◆ **YOUR GOAL**
Using the mail header below, decide whether each statement agrees with it: (a) the message was delivered to freebsd-current@freebsd.org; (b) the Date line gives Thursday, 26 August 2004; (c) mx1.FreeBSD.org handled the message with Postfix. For each, answer yes or no and quote the deciding words.

From owner-freebsd-current@FreeBSD.ORG  Thu Aug 26 06:00:46 2004
Return-Path: <owner-freebsd-current@FreeBSD.ORG>
Delivered-To: freebsd-current@freebsd.org
Received: from mx1.FreeBSD.org (mx1.freebsd.org [216.136.204.125])
	by hub.freebsd.org (Postfix) with ESMTP id 3AFC016A4CE
	for <freebsd-current@FreeBSD.org>;
	Thu, 26 Aug 2004 06:00:46 +0000 (GMT)
Received: from gw.catspoiler.org (217-ip-163.nccn.net [209.79.217.163])
	by mx1.FreeBSD.org (Postfix) with ESMTP id C005E43D45
	for <freebsd-current@FreeBSD.org>;
	Thu, 26 Aug 2004 06:00:45 +0000 (GMT)
	(envelope-from truckman@FreeBSD.org)
Received: from FreeBSD.org (mousie.catspoiler.org [192.168.101.2])
	by gw.catspoiler.org (8.12.11/8.12.11) with ESMTP id i7Q60Z2m005989;
	Wed, 25 Aug 2004 23:00:39 -0700 (PDT)
	(envelope-from truckman@FreeBSD.org)
Message-Id: <200408260600.i7Q60Z2m005989@gw.catspoiler.org>
Date: Wed, 25 Aug 2004 23:00:35 -0700 (PDT)

◆ **EXTRACTED RECORDS**
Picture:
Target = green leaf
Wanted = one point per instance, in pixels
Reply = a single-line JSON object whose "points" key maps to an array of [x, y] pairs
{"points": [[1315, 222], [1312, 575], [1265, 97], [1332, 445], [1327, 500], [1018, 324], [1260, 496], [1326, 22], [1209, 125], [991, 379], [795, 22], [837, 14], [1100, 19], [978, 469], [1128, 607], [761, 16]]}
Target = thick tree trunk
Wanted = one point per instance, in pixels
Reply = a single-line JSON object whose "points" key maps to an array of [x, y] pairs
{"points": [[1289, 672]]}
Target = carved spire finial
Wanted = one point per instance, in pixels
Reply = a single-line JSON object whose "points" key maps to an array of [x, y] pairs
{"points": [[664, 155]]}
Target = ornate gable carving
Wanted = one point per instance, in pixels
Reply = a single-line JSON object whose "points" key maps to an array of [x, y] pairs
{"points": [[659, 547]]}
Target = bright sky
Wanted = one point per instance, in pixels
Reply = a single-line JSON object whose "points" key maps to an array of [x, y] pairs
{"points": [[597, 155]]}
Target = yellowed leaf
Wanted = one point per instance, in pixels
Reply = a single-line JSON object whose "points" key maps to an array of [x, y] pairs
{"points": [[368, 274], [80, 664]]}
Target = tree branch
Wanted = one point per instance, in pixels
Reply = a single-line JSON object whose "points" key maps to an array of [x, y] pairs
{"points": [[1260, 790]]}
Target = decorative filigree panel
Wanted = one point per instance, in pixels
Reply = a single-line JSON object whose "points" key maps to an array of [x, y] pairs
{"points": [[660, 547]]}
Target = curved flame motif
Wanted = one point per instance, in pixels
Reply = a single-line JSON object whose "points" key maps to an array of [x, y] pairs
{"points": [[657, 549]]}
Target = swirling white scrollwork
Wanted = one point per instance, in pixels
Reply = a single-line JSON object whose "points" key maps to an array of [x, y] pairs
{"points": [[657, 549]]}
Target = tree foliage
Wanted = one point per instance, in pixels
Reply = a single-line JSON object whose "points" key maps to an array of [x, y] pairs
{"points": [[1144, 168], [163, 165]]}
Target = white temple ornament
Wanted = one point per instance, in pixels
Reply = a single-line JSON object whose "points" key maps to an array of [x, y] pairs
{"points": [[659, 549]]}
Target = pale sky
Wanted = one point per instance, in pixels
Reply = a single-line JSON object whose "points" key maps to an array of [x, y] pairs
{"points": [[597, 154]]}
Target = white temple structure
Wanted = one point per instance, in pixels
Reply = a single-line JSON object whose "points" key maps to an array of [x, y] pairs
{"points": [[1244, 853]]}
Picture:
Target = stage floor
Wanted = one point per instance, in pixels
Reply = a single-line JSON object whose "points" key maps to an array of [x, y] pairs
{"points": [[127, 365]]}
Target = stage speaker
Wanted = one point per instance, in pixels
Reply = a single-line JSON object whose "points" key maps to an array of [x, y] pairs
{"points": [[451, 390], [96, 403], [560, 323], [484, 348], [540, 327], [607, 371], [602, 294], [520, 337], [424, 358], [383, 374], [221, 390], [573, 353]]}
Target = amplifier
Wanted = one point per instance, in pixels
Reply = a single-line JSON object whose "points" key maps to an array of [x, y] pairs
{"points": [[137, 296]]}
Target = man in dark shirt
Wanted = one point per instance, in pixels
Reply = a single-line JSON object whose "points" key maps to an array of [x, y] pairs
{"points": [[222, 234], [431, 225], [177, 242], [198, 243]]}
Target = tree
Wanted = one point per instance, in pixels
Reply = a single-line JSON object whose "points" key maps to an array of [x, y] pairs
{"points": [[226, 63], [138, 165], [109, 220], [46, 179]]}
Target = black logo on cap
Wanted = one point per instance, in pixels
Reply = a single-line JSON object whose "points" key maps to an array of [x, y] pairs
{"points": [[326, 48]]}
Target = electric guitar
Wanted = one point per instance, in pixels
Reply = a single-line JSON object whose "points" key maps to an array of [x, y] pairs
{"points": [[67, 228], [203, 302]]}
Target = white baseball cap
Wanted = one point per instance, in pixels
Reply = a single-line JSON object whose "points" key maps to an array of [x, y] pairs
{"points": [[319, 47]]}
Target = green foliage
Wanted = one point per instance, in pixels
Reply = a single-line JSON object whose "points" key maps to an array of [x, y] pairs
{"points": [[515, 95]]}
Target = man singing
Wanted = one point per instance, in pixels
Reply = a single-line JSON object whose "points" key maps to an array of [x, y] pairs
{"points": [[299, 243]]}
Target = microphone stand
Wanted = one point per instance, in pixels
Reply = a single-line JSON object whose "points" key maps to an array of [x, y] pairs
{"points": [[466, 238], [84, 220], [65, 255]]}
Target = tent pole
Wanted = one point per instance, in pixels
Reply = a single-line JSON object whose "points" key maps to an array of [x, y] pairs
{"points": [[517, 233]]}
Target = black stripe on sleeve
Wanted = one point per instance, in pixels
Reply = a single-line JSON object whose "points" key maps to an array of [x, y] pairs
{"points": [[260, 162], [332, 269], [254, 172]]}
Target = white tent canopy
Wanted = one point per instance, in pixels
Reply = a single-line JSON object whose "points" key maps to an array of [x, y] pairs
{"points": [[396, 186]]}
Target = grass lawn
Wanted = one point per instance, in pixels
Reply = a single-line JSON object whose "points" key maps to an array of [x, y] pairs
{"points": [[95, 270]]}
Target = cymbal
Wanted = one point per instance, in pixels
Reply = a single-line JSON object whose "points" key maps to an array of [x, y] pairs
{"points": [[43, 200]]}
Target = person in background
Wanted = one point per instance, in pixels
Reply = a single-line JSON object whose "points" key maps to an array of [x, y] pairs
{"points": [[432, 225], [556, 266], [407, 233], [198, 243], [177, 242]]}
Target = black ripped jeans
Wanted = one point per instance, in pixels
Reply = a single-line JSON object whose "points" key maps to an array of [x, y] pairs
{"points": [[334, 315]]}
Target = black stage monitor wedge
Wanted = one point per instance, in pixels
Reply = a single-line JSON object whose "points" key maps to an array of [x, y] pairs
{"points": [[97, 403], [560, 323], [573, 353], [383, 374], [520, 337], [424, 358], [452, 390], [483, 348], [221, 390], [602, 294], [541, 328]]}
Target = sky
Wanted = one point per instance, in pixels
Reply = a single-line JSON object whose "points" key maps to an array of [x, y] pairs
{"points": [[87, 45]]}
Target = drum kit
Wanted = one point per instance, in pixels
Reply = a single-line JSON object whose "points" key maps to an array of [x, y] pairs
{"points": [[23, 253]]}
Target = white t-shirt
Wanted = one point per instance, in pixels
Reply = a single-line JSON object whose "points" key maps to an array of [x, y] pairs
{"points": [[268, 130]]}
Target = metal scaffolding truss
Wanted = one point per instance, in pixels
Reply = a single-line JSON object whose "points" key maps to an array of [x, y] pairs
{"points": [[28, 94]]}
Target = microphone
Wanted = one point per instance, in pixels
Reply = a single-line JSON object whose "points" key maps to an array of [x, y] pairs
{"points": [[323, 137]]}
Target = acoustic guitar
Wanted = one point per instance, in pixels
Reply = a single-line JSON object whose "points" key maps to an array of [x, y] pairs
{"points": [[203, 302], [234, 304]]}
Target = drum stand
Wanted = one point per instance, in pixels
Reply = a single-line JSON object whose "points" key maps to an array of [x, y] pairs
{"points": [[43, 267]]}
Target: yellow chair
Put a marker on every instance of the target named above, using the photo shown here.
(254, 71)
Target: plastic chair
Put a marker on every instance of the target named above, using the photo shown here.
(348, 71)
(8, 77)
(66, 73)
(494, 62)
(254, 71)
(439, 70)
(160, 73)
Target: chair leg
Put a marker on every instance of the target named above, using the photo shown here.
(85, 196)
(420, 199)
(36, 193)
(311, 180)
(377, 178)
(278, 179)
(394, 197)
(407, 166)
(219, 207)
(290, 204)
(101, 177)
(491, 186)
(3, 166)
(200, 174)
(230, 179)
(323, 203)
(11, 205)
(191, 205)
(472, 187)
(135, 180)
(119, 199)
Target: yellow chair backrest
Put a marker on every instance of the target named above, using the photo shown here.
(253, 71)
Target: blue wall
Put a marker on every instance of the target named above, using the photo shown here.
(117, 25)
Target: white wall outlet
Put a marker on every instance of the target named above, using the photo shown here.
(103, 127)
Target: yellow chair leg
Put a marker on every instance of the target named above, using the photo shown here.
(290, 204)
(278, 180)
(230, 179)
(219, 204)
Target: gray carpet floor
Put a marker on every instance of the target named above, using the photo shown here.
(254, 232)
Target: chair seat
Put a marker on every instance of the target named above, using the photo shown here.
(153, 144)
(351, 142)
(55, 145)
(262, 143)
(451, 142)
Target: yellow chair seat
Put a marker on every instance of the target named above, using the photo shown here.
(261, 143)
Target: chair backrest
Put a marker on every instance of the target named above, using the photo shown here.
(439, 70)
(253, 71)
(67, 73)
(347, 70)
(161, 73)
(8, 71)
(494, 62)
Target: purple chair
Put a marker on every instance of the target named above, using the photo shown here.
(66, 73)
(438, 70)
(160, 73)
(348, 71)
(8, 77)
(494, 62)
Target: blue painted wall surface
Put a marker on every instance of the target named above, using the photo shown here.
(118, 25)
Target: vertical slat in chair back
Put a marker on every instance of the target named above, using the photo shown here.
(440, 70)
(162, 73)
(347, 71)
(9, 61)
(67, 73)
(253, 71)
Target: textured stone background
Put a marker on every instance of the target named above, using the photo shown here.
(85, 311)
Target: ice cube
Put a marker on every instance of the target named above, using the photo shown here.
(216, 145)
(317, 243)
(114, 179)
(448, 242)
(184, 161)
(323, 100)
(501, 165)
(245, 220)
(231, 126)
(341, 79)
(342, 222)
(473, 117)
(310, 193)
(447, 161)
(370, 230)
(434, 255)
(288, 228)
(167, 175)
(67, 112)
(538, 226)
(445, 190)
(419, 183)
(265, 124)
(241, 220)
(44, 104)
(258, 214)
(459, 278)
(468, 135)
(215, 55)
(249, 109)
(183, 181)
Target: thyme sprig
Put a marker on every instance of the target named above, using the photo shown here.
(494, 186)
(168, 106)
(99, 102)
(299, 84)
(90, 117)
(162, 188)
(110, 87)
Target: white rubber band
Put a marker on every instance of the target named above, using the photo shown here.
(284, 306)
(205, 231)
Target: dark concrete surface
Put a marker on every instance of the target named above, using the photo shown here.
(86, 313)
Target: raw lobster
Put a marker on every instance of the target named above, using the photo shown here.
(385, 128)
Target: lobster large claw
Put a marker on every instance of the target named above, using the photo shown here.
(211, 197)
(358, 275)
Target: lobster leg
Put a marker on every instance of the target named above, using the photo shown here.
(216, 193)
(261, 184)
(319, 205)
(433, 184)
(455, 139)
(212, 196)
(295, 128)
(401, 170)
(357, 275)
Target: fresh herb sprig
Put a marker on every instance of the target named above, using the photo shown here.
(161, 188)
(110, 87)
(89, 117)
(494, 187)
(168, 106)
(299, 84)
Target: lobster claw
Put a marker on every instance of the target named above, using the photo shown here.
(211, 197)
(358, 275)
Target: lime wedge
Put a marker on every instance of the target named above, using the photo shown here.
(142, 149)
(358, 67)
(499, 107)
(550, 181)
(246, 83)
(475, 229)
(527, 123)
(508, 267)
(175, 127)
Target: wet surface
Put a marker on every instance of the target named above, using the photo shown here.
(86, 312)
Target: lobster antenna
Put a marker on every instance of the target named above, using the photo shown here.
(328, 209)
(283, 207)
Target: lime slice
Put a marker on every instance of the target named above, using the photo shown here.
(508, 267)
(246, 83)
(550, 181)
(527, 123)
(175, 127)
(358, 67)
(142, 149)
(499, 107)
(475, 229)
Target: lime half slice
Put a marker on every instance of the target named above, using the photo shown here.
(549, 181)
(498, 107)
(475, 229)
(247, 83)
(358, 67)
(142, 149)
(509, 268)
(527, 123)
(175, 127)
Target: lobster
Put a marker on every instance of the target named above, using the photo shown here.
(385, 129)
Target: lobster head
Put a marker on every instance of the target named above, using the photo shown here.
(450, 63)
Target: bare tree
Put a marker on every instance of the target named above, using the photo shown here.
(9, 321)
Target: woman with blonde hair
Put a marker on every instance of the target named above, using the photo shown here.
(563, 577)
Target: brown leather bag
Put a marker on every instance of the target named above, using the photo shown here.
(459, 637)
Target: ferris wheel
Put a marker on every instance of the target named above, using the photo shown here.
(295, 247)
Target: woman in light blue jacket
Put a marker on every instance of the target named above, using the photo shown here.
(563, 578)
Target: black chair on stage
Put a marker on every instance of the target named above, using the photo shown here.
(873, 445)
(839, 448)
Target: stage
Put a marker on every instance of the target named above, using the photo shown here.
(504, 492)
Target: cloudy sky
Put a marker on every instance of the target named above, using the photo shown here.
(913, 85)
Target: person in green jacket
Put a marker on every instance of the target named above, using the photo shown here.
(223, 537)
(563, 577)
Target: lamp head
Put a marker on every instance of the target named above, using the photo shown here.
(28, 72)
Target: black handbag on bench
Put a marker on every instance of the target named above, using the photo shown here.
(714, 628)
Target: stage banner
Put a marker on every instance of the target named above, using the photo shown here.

◆ **RESULT**
(a) Yes: "Delivered-To: freebsd-current@freebsd.org"
(b) No: "Date: Wed, 25 Aug 2004 23:00:35 -0700 (PDT)"
(c) Yes: "by mx1.FreeBSD.org (Postfix) with ESMTP id C005E43D45"